Requirement = Copy every item below verbatim, line by line.

Provided data =
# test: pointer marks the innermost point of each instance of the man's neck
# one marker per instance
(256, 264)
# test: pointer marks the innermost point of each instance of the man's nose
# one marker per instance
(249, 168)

Reply to the exercise =
# test: pointer marks the innermost point of each instance of the man's neck
# one marker per instance
(256, 264)
# test: pointer marks the innermost point of each instance of the man's nose
# one marker per instance
(249, 168)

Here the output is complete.